* start Input *

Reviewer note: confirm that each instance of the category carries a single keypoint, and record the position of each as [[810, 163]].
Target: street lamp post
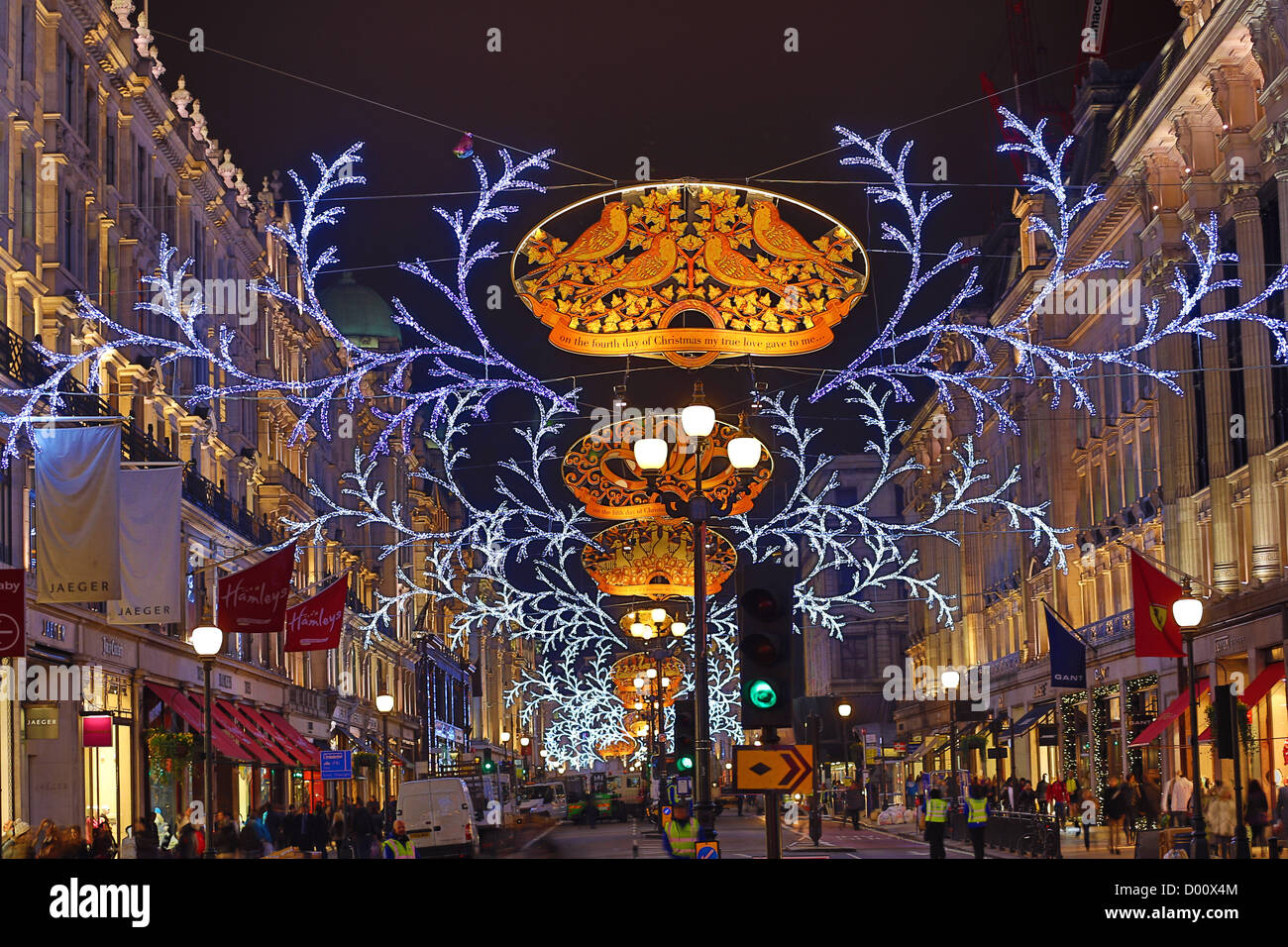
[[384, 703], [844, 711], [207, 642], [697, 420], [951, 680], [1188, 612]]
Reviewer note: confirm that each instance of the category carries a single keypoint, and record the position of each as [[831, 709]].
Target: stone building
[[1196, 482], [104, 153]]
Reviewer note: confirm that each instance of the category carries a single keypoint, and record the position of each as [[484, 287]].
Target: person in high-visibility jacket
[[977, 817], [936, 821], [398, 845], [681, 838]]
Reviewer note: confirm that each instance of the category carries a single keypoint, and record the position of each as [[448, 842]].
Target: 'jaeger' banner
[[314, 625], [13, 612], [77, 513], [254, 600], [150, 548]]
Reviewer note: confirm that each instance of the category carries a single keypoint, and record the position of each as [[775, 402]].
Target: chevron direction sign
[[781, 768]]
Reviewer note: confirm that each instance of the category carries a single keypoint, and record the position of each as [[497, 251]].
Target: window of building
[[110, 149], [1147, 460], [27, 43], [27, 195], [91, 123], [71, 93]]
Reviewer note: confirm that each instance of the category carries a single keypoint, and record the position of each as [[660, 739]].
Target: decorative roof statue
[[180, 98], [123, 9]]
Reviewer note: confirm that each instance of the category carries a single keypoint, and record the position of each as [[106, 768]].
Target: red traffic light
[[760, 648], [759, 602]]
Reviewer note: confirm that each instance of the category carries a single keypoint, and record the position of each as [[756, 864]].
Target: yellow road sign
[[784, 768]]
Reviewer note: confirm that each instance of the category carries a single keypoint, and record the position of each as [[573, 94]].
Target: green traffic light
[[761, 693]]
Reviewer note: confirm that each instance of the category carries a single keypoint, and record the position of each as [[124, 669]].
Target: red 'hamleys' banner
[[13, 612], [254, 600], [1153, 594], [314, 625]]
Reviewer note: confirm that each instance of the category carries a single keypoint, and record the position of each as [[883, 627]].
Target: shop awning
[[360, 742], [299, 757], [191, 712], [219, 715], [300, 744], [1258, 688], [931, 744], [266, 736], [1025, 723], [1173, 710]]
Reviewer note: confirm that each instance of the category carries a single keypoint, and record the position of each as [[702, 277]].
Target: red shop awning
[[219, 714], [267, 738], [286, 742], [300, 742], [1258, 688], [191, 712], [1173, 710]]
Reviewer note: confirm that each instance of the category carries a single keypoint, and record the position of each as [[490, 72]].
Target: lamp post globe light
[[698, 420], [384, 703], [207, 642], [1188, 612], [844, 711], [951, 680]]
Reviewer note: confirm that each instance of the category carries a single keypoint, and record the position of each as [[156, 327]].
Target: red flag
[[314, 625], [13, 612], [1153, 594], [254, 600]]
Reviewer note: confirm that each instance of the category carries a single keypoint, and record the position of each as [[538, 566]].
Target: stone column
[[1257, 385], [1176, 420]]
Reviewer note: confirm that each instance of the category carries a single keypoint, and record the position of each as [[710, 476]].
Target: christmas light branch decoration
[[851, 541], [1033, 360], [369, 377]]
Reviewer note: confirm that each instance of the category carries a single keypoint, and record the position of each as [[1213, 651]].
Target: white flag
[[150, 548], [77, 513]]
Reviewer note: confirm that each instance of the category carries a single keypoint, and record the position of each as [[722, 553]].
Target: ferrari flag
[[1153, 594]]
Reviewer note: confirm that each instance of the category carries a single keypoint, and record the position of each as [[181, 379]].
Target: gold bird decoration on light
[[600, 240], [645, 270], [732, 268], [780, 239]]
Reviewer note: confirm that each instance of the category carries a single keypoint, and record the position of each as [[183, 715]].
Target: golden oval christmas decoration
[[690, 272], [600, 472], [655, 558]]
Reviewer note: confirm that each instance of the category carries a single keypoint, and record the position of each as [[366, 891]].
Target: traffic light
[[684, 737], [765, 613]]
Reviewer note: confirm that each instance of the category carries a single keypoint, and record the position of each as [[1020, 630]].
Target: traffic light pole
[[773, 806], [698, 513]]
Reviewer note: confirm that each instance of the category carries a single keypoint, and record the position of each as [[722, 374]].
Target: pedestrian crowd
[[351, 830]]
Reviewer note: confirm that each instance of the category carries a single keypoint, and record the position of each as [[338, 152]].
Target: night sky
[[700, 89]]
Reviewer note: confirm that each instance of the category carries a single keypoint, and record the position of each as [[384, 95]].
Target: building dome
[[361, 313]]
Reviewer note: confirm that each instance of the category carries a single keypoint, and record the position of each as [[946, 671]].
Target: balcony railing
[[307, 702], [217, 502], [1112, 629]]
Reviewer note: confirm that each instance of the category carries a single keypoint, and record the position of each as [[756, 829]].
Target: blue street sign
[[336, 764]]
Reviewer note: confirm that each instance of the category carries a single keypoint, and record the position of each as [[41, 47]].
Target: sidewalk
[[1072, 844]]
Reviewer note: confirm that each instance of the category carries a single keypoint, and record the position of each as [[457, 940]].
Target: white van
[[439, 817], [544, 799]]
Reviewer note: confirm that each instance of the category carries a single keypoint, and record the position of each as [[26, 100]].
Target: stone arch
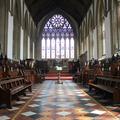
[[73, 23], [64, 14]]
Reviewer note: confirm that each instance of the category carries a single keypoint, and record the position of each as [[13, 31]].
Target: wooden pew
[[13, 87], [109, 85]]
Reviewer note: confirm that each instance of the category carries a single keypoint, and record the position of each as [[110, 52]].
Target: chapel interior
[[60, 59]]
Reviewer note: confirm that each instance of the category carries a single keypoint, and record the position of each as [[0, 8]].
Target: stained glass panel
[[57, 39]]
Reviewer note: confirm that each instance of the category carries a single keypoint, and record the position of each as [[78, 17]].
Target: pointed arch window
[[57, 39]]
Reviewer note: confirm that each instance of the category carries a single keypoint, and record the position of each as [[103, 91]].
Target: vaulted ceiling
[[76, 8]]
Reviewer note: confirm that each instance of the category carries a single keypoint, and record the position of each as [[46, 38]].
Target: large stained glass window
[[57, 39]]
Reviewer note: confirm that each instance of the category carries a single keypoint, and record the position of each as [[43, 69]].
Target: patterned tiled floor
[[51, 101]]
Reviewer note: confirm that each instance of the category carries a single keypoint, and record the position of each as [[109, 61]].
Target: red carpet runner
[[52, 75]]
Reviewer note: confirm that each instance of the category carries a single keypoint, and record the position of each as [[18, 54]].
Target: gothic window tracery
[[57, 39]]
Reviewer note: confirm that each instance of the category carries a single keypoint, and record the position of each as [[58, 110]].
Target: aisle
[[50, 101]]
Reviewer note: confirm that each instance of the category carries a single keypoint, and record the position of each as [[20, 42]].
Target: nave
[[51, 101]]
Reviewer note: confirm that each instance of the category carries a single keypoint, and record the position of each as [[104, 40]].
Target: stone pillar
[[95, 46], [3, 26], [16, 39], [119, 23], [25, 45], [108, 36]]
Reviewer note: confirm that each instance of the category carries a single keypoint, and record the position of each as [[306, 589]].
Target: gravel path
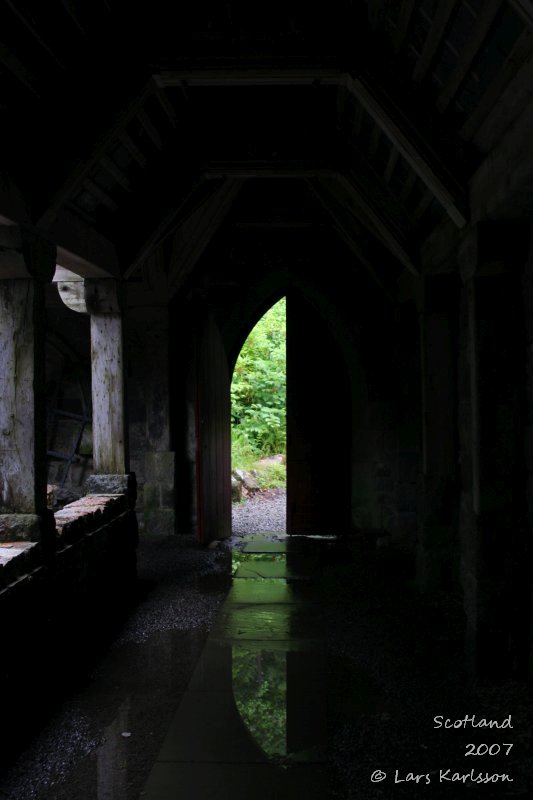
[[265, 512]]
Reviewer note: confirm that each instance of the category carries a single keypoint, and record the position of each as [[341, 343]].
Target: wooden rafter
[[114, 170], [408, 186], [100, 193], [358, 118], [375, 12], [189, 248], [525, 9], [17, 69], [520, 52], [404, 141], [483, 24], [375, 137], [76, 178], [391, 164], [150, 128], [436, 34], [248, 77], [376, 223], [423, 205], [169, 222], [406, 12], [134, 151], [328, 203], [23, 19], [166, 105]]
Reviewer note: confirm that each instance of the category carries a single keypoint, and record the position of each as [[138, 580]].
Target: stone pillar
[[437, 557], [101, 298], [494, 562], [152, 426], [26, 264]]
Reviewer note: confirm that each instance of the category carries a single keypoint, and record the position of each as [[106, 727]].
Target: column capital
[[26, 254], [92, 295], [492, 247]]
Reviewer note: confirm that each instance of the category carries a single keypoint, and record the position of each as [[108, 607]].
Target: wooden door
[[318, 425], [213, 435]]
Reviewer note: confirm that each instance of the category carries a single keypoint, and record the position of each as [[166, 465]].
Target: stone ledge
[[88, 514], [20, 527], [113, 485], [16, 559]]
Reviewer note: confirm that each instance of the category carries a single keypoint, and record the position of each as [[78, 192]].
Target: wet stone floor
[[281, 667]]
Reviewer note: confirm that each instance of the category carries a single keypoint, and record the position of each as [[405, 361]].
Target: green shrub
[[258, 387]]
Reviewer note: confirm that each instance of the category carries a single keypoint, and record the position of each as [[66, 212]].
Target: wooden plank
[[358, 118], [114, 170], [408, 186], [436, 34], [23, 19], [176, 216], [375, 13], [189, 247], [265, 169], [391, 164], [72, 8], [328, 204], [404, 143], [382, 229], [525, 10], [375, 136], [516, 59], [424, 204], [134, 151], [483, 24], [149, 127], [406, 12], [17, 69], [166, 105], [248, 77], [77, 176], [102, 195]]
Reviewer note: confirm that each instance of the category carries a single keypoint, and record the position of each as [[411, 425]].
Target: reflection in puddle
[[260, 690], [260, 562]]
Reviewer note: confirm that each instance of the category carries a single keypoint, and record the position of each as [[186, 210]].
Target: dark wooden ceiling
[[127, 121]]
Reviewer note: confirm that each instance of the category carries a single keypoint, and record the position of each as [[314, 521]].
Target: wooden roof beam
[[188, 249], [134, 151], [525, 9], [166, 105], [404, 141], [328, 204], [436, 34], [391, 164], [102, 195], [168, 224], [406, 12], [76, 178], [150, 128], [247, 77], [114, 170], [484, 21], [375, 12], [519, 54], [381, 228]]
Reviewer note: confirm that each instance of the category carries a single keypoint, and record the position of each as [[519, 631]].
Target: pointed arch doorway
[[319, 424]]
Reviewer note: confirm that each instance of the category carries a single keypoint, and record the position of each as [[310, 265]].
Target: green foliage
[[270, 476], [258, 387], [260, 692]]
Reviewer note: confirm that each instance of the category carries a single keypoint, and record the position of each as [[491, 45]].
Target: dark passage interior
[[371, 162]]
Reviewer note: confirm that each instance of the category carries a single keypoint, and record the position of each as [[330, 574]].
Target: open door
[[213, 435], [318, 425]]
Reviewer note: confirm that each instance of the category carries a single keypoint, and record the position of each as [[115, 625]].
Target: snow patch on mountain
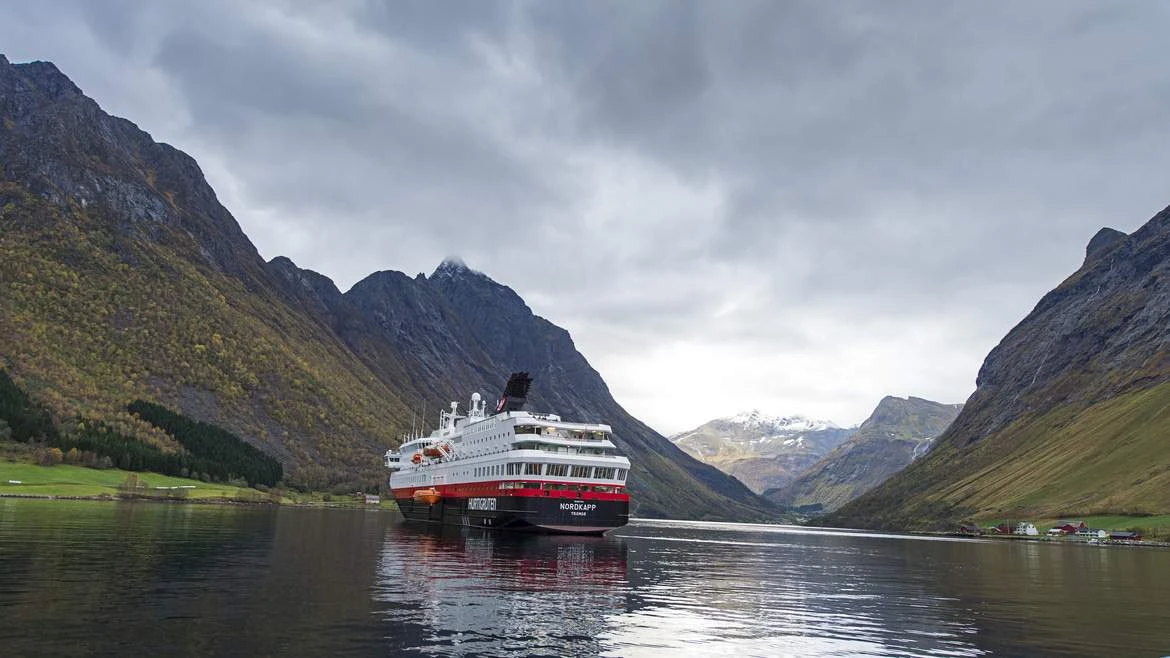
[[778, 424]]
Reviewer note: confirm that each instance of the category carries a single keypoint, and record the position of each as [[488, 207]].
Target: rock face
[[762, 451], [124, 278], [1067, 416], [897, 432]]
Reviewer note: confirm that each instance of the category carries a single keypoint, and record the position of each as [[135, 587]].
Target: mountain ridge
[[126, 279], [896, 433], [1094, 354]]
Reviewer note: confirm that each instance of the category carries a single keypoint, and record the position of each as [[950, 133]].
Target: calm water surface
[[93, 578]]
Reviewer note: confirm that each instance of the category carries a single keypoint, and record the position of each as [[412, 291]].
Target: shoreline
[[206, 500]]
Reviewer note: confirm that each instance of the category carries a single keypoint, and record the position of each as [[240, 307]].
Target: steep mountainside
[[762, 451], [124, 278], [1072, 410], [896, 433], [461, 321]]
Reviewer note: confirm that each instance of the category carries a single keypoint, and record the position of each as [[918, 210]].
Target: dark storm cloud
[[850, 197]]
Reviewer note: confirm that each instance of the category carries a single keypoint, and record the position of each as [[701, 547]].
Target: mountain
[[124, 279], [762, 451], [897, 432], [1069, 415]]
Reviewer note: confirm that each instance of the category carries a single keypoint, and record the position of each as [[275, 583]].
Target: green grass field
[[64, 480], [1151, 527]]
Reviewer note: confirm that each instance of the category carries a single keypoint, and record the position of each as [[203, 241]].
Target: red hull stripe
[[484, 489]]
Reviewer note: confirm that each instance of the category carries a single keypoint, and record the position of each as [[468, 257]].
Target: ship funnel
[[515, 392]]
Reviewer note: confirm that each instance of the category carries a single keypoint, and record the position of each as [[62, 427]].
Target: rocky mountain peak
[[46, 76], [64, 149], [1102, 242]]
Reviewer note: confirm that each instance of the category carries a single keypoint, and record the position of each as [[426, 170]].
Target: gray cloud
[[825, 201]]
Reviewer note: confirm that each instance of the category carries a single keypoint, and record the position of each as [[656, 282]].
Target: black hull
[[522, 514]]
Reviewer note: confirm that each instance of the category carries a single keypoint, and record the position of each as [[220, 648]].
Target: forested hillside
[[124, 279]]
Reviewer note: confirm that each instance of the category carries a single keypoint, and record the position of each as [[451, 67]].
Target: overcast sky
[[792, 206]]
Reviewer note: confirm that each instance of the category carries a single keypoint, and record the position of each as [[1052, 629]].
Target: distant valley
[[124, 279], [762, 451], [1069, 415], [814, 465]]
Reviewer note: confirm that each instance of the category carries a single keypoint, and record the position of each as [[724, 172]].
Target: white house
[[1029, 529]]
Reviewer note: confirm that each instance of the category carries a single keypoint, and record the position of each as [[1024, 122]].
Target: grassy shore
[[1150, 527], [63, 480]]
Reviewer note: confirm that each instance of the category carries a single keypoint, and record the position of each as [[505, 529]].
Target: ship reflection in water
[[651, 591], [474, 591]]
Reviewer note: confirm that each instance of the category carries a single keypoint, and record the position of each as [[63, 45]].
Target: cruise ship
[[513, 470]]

* end Input *

Copy verbatim every line from the one containing "as [[946, 671]]." to the one containing "[[1072, 844]]", including both of those lines.

◆ **Result of this task**:
Reviewer note: confirm that each instance of the category carries a single keypoint, and record the position of each as [[946, 671]].
Target: balcony railing
[[307, 702], [217, 502], [1112, 629]]
Reviewer note: confirm that each instance of the category carries a single keypoint, and record the position of each as [[756, 829]].
Target: blue street sign
[[336, 764]]
Reviewer note: confirm that each instance of the category carries a single keypoint, and record the position of each as [[41, 47]].
Target: sidewalk
[[1072, 844]]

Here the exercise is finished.